Task objective — From the very first line down to the line containing "positive clicks: (265, 498)", write out the material exactly as it appears, and no more.

::: Material provided :::

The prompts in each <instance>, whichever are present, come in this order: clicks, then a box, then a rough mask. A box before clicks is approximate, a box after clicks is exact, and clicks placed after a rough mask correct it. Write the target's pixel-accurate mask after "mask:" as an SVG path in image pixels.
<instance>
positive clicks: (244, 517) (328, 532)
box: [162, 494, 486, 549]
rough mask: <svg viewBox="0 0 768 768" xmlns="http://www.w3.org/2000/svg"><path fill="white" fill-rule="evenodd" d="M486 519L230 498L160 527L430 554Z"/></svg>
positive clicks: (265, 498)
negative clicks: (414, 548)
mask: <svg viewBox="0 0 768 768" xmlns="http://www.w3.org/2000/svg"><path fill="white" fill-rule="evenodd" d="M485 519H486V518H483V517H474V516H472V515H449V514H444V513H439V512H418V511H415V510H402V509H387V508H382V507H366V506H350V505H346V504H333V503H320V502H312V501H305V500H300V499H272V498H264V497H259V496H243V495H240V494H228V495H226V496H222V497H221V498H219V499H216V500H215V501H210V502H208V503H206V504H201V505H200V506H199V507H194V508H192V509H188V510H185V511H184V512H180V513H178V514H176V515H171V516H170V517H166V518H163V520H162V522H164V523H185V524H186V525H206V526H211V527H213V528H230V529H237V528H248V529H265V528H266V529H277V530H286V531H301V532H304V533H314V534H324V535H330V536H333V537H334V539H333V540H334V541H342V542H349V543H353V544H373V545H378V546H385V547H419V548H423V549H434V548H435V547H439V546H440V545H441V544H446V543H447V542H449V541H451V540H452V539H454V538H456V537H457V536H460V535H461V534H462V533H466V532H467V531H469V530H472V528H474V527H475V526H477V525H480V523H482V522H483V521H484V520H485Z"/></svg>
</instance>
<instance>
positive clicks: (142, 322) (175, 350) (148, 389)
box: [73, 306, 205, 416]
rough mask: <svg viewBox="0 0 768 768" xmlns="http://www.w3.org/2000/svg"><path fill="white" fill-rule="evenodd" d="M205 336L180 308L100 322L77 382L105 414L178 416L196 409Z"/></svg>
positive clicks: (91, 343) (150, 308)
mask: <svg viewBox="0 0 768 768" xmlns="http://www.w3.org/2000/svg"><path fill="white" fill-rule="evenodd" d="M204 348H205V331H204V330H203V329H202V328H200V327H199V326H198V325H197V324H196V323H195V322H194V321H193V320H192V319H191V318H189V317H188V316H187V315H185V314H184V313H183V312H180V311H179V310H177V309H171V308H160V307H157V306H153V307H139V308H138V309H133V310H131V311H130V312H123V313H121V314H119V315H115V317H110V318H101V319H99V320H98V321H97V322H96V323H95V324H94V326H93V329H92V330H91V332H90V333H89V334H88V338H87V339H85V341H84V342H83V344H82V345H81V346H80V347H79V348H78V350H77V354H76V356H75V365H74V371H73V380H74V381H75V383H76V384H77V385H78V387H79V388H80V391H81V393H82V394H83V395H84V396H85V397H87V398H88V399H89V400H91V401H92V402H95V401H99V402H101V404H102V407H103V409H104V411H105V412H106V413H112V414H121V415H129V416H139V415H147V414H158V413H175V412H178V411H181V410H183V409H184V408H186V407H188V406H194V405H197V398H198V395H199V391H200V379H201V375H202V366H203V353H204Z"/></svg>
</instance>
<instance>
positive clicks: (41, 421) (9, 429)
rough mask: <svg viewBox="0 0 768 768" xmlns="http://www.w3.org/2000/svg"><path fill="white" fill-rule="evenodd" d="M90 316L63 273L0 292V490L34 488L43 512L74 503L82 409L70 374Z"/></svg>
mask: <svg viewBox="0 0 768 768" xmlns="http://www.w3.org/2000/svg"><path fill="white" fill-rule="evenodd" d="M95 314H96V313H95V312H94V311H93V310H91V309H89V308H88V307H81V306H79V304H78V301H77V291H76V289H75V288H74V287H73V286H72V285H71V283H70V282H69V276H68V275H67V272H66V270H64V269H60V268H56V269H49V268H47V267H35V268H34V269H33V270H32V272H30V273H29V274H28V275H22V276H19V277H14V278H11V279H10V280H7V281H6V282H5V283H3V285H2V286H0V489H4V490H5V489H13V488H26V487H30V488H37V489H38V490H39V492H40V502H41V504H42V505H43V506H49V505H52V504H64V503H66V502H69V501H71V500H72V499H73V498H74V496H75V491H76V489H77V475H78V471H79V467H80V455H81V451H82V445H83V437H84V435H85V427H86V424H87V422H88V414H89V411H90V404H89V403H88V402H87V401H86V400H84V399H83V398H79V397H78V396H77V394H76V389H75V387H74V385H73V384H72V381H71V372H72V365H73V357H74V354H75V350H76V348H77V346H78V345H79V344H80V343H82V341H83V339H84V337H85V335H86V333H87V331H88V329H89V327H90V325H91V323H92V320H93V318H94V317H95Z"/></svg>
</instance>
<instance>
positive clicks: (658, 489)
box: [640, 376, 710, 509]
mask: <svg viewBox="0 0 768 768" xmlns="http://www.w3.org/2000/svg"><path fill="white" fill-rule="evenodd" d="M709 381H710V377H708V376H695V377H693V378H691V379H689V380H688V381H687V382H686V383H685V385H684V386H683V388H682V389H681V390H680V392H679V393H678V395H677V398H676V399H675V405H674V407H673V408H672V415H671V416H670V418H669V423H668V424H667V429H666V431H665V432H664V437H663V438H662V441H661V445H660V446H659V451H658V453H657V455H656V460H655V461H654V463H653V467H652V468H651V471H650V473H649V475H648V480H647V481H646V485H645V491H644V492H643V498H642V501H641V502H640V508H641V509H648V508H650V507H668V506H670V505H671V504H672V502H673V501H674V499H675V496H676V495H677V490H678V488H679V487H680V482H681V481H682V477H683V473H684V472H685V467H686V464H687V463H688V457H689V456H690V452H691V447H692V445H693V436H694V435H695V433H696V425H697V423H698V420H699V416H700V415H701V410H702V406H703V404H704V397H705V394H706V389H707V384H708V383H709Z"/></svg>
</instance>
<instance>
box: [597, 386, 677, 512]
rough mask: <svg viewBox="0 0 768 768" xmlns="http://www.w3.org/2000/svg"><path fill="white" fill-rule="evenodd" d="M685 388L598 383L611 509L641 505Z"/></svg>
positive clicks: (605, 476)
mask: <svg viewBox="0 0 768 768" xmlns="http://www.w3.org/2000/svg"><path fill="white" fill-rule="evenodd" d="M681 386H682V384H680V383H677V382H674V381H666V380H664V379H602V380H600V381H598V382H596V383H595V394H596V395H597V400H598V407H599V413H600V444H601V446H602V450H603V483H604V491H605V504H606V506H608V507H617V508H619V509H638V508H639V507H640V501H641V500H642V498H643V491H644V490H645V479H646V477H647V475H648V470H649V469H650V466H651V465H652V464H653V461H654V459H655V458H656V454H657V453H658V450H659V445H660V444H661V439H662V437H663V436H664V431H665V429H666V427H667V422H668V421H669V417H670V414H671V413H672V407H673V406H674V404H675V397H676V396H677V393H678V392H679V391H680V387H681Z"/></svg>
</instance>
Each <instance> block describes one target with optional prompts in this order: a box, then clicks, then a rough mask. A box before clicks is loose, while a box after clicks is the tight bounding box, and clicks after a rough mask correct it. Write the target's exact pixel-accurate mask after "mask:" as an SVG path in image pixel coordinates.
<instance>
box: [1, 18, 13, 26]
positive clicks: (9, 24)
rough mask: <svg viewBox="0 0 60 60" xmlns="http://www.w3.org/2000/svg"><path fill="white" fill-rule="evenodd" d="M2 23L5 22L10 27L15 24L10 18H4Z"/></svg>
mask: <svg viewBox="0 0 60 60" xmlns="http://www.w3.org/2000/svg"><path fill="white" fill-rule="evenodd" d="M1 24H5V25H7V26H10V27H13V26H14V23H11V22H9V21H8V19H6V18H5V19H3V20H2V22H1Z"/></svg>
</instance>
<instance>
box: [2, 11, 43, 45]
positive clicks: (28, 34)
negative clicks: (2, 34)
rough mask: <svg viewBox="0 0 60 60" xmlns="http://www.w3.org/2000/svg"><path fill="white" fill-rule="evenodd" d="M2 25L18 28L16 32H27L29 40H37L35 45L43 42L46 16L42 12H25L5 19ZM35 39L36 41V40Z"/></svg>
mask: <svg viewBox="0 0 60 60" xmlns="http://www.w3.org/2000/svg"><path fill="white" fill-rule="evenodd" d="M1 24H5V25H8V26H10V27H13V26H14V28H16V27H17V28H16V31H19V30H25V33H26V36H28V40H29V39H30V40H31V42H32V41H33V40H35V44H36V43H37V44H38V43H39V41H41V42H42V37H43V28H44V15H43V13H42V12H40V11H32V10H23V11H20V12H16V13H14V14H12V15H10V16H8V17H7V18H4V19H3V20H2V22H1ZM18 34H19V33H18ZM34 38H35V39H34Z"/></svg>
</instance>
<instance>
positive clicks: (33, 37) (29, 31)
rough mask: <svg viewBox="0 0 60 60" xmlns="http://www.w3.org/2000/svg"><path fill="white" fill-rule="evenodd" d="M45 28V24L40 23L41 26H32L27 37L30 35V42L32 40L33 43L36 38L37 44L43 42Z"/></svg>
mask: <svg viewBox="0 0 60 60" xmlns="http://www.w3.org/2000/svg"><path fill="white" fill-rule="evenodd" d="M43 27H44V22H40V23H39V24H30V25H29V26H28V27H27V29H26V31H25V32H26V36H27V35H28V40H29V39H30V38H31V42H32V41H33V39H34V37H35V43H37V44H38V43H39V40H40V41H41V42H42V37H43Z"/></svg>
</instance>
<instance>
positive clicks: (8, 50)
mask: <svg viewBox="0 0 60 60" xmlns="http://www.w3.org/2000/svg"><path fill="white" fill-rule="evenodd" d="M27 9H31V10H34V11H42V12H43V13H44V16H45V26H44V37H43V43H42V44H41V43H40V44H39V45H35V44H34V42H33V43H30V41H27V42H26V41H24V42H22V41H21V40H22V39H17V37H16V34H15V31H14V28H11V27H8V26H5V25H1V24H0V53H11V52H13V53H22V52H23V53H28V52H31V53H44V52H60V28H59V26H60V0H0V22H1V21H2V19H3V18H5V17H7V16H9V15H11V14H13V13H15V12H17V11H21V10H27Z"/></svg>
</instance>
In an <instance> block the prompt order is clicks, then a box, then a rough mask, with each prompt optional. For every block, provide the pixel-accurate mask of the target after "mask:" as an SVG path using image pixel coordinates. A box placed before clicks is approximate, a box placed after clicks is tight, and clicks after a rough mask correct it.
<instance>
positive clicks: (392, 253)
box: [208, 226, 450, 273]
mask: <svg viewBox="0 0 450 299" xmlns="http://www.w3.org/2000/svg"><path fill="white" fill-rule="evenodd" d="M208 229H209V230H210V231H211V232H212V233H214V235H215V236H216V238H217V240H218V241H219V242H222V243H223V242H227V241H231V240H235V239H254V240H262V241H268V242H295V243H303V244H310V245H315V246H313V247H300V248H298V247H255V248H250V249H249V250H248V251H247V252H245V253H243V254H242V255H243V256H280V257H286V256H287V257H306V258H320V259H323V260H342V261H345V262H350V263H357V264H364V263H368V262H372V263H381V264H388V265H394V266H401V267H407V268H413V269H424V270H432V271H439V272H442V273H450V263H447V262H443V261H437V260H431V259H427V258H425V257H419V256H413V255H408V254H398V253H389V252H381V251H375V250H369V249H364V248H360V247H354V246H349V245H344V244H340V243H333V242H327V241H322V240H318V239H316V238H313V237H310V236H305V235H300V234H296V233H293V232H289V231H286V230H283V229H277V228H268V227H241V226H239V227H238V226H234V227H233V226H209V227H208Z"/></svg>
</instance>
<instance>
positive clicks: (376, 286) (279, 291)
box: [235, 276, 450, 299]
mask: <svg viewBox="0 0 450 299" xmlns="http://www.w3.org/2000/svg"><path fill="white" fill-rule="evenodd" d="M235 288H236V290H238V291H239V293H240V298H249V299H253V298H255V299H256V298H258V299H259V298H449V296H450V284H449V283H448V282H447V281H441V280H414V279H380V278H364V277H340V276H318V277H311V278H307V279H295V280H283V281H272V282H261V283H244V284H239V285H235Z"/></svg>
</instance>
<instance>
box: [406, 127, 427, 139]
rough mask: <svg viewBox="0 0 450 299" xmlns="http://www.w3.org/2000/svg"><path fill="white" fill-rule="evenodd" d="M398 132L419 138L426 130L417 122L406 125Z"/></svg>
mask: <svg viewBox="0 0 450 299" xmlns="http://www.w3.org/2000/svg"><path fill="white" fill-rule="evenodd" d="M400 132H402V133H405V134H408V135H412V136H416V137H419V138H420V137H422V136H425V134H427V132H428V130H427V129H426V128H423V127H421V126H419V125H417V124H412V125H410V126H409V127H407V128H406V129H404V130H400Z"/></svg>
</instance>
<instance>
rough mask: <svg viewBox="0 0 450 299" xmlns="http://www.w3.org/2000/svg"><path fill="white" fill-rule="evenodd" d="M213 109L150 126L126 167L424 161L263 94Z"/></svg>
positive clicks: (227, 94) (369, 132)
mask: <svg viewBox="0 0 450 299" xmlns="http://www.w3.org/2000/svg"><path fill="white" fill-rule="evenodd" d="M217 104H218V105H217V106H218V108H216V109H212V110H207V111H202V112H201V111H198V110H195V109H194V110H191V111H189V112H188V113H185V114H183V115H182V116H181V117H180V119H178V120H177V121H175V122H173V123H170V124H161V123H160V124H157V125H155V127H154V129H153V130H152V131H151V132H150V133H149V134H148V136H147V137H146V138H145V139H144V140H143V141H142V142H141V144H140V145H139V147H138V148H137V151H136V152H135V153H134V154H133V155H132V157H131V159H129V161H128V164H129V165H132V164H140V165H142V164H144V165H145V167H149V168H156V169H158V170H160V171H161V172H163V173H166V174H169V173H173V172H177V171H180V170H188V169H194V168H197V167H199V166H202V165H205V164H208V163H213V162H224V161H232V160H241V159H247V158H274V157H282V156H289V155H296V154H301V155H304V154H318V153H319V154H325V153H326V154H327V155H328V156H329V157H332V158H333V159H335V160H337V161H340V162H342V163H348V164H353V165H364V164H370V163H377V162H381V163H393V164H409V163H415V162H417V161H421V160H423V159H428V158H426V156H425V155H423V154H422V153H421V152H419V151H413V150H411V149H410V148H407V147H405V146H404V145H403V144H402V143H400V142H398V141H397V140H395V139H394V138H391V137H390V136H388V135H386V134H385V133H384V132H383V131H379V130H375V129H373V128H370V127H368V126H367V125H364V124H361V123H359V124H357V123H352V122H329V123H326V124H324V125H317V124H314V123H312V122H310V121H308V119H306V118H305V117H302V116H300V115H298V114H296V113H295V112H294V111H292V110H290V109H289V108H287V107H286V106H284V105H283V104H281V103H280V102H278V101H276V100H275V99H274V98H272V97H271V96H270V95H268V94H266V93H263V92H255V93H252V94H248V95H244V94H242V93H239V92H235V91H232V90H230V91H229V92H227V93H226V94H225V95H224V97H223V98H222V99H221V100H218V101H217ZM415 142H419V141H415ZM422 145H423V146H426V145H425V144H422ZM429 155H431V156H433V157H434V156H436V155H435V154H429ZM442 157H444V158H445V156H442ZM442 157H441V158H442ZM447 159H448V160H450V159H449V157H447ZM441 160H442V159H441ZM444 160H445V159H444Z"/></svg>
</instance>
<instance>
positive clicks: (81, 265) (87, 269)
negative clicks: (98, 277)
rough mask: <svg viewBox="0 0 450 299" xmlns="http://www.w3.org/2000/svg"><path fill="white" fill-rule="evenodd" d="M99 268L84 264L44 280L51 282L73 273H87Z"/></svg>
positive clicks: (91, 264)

:::

Answer below —
The prompts in each <instance>, whichever are present, come in this order: clicks, then a box, then a rough mask. A box before clicks is approximate, a box after clicks is exact, and clicks placed after a rough mask correct it. Write the target's pixel-accurate mask after "mask:" as an SVG path in image pixels.
<instance>
positive clicks: (244, 517) (328, 532)
box: [162, 494, 486, 549]
rough mask: <svg viewBox="0 0 768 768" xmlns="http://www.w3.org/2000/svg"><path fill="white" fill-rule="evenodd" d="M486 519L230 498L160 527L430 554Z"/></svg>
positive clicks: (265, 498)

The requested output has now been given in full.